▶ _Task brief_: Could you reproduce every line of the listing below verbatim, with no changes?
Start of Data entries
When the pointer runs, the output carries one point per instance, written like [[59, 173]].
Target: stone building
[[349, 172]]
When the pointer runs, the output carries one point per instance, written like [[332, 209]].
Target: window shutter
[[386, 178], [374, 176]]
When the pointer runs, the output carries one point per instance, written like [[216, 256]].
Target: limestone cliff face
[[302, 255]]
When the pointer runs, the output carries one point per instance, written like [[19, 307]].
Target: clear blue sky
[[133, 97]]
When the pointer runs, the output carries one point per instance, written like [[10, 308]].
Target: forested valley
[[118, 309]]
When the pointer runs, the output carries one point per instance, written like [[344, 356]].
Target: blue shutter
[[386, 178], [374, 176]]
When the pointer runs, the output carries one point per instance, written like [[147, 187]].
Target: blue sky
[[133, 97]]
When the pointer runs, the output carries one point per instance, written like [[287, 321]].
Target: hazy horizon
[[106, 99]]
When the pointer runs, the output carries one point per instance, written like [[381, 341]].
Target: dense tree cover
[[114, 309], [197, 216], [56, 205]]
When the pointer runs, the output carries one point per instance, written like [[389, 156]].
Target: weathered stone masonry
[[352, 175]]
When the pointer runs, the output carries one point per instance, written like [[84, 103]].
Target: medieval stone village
End of Data entries
▶ _Answer to this task_:
When the pointer runs, the output carries one point per instance, written like [[59, 173]].
Target: stone building
[[349, 172]]
When the pointer runs, the output carries one point per instance, written like [[332, 209]].
Target: window shutter
[[386, 178], [374, 176]]
When the pointer runs, the output carries one point per instance, written like [[216, 256]].
Target: limestone cliff face
[[302, 255]]
When the pointer runs, the output carries one point per instance, written like [[19, 307]].
Target: clear blue sky
[[133, 97]]
When the pointer runs, the output carries one point per instance, written like [[10, 308]].
Target: forested valley
[[118, 309]]
When the pointer runs, the output carries one point per instance, written like [[344, 356]].
Target: blue shutter
[[386, 178], [374, 176]]
When the pointer runs, the output carries one point per instance, written like [[147, 187]].
Target: blue sky
[[133, 97]]
When the pointer runs, the output carries one point per instance, written like [[287, 321]].
Target: hazy horizon
[[106, 99]]
When the pointer runs, the output carries one point per instance, written like [[381, 341]].
Target: dense tree cover
[[114, 309], [197, 216], [56, 205]]
When the pointer runs, the output carries one point per instance, written like [[389, 156]].
Target: weathered stone masonry
[[352, 175]]
When the pointer runs, the output carries one point per instance, written like [[84, 103]].
Target: medieval stone village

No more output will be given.